* **Texte**
LIVRE : Autoportrait de l'Auteur en Coureur de fond d'Haruki Murakami - 2007
On a droit à peu près tous les 6 mois à un nouveau Murakami : c'est une bonne nouvelle, mais ça lève aussi quelques doutes sur la légitimité de ces parutions. Autoportrait de l'Auteur en Coureur de fond sent un peu trop la tête de gondole facile, et on aurait pu sans problème se passer de ce petit essai sans gloire dans la production fascinante du maître nippon. Non pas que ce ne soit pas agréable de sillonner ces petites pages mignonettes ; c'est juste que Murakami est un grand auteur quand il s'y met, et que là, franchement il ne s'y met pas vraiment.

* **Consigne 1**
D'après la critique du livre de Murakami ci-dessus, pourquoi aurait-on pu se passer de ce petit essai ? Répondez en une à trois phrases.
* **Consigne 2**
Prolongez la critique du livre de Murakami au-delà de sa dernière phrase.

Extraits du jeu de données de segmentation:
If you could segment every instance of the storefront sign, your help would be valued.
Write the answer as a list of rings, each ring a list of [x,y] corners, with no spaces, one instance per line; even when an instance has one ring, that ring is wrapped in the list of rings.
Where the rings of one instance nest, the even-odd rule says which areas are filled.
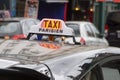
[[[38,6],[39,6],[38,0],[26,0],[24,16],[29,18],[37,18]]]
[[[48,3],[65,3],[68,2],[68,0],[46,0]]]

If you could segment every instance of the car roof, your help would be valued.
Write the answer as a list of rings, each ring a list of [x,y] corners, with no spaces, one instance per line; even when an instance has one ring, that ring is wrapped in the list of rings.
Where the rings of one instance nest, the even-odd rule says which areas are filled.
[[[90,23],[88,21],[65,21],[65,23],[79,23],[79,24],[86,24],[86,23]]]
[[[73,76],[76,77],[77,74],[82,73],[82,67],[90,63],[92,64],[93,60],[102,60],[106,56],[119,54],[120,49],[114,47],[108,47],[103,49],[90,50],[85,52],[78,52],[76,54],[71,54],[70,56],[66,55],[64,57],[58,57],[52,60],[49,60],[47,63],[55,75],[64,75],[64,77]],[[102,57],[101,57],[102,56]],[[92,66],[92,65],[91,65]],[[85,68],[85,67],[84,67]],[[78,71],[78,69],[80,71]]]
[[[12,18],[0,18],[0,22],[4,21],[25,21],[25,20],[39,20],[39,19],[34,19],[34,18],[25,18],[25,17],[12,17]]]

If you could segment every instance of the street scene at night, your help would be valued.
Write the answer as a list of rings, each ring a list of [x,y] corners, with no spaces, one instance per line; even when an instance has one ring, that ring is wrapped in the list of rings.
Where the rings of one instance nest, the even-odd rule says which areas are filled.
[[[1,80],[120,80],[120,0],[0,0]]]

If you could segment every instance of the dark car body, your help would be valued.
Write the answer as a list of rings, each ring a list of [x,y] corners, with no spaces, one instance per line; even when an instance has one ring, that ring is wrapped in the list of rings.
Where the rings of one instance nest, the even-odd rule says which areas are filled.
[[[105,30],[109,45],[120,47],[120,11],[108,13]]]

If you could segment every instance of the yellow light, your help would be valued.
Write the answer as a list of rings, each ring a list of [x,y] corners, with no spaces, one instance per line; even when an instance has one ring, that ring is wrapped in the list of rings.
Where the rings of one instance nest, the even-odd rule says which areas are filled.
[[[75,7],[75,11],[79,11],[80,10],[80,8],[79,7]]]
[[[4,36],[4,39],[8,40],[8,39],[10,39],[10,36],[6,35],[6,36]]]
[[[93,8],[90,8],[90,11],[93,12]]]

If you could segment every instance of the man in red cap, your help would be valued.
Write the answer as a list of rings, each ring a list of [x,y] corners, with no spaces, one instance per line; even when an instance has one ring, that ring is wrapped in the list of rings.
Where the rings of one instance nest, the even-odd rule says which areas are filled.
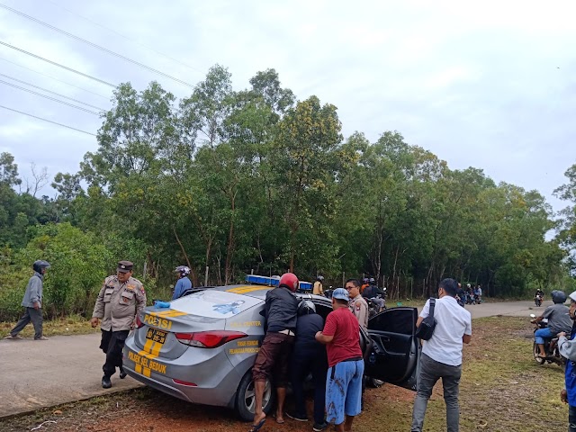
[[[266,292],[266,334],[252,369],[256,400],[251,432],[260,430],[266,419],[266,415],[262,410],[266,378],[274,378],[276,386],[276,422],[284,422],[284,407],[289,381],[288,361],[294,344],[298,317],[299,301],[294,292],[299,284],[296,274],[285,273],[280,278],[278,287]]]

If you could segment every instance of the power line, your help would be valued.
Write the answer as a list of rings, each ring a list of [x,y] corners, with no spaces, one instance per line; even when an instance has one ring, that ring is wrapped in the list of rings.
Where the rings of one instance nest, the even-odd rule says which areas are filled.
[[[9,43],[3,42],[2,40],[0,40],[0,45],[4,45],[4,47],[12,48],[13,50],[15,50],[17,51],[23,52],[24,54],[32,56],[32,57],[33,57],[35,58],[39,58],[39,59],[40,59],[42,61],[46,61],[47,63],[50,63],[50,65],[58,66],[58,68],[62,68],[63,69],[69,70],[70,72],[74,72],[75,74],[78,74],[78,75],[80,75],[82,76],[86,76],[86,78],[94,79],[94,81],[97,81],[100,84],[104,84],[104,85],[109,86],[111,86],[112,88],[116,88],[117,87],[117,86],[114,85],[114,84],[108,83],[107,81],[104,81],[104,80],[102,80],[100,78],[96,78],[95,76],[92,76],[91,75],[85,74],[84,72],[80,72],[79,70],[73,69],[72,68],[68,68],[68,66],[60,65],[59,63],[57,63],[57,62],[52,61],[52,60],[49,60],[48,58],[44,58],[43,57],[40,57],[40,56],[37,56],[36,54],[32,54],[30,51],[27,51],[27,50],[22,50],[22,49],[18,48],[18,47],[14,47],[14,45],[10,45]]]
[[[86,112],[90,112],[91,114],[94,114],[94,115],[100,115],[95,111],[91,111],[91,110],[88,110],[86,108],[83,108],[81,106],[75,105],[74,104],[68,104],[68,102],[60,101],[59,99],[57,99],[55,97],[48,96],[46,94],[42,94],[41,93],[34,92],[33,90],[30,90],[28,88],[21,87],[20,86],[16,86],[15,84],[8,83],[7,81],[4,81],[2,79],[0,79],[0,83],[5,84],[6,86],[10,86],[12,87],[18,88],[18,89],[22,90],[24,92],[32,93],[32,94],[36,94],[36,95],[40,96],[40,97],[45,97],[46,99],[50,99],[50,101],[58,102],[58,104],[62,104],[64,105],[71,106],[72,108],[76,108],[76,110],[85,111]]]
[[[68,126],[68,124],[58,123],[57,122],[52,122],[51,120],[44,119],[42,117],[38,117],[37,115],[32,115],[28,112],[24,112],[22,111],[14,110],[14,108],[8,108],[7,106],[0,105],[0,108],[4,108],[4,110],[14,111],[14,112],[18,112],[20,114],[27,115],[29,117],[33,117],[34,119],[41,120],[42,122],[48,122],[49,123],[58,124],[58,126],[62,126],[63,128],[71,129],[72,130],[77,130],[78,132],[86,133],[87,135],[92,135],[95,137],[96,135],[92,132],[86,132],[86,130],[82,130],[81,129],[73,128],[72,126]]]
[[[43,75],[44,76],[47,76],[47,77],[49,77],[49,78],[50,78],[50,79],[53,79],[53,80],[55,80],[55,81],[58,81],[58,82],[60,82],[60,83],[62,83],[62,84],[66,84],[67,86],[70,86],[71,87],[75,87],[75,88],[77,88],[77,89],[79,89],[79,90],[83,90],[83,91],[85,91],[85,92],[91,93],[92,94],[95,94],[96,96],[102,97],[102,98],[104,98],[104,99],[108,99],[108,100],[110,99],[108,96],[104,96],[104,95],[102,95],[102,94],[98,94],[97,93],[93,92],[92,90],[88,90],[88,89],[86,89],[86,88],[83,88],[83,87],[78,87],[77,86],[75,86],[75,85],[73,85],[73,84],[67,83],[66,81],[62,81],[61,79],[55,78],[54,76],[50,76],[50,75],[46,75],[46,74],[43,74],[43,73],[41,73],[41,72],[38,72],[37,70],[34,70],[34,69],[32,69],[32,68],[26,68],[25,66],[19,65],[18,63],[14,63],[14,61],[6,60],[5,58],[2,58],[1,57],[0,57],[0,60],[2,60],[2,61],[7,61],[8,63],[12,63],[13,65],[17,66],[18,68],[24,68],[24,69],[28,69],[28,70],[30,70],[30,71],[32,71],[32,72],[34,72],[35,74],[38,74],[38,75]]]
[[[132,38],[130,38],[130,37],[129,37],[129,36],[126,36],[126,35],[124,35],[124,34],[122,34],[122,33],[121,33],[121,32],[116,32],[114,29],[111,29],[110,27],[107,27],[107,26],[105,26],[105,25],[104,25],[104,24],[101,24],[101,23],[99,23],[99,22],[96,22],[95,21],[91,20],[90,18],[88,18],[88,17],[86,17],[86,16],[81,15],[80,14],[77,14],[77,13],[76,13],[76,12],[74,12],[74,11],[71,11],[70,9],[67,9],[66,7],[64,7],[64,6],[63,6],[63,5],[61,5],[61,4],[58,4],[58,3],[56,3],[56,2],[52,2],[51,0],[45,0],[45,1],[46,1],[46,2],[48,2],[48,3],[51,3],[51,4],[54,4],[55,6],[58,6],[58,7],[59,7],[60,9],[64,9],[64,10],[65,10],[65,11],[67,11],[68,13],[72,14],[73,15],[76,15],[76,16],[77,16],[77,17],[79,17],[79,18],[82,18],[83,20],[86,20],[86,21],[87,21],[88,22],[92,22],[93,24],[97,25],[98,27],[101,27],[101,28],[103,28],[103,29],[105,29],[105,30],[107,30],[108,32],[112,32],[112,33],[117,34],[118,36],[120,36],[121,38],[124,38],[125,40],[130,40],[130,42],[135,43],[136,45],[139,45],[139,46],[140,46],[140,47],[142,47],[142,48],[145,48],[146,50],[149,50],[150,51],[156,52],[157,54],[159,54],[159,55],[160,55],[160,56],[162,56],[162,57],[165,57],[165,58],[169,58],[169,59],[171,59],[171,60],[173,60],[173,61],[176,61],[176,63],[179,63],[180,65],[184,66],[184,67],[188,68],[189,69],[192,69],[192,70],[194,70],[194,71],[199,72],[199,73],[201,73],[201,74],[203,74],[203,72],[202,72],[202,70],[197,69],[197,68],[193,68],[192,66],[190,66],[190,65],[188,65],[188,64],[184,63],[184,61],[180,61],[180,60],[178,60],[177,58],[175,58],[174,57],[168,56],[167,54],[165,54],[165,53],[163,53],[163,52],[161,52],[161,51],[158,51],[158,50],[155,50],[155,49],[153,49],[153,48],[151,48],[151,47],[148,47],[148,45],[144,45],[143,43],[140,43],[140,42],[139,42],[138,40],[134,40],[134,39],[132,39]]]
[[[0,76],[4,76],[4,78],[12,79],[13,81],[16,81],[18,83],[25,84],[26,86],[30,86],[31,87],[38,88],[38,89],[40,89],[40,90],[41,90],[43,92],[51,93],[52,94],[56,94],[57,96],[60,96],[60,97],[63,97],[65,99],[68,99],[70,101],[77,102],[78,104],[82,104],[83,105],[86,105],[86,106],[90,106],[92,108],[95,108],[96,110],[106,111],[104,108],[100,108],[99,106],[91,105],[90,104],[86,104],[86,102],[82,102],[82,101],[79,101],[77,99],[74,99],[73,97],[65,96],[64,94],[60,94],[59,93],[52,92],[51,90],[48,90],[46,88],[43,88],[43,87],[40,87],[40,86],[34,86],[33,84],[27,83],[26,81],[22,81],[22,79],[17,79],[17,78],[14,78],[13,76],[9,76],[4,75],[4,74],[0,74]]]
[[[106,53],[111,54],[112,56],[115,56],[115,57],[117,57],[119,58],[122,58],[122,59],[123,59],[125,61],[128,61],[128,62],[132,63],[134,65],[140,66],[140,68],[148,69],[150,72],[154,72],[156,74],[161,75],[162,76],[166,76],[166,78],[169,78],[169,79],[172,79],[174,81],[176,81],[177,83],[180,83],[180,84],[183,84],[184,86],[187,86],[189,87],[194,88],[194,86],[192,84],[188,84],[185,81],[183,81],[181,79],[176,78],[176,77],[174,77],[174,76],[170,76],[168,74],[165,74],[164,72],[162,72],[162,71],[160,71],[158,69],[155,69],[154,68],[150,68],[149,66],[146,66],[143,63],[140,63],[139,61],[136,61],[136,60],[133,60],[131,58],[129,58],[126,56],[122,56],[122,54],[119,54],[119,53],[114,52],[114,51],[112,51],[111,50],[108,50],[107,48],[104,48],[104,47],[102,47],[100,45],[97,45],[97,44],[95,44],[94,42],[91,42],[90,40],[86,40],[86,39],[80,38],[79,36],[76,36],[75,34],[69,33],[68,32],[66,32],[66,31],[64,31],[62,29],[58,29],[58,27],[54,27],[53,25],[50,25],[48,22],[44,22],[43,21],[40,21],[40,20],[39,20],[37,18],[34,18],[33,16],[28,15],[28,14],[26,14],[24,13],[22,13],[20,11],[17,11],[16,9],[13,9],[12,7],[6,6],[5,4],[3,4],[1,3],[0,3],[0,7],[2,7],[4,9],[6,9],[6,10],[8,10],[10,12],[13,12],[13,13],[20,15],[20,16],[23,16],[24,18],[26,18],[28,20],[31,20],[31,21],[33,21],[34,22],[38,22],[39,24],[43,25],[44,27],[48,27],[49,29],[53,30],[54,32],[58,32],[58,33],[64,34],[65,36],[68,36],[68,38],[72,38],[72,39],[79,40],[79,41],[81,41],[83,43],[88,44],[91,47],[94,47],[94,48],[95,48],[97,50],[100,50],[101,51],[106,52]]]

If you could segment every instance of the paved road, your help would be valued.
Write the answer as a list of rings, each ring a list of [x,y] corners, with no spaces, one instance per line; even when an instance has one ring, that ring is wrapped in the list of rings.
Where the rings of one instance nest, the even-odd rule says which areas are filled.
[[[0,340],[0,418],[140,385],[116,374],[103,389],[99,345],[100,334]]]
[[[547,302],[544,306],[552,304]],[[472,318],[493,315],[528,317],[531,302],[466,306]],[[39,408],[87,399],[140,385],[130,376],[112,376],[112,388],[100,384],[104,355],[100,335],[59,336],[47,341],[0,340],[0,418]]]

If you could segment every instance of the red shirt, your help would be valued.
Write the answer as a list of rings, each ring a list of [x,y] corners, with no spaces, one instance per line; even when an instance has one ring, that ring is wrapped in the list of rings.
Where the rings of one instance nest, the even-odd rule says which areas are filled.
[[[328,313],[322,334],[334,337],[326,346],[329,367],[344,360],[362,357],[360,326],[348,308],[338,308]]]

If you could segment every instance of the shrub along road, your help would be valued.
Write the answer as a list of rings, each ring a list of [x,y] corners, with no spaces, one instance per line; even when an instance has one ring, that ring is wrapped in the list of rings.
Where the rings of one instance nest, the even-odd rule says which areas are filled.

* **Réponse 1**
L'essai sent un peu trop la tête de gondole facile. La lecture de ces pages reste agréable, mais Murakami, grand auteur quand il s'y met, ne s'y met pas vraiment ici.

* **Réponse 2**
Le livre est une suite de textes courts sur la pratique par Mura de la course à pied, donc : comment il gère ses efforts, comment il se surpasse, comment il se positionne par rapport à la souffrance physique et au doute. Il en tire quelques jolis passages assez sereins, notamment quand il s'attarde sur l'ambiance automnale à New-York, ou quand, entraîné dans un super-marathon de 100 km il parvient à une sorte d'illumination bouddhiste. Le gars sait incontestablement rendre vivantes ces phrases souples, le rythme est tranquillement énergique, l'humilité y éclate à chaque paragraphe. Intéressants aussi, ces parallèles entre l'effort de la course et le travail de l'écrivain, les deux allant pour Mura de paire : sa description de l'effort physique qu'il y a à écrire un livre est convaincante, Djian aurait été content de trouver cette simplicité-là pour parler de son labeur.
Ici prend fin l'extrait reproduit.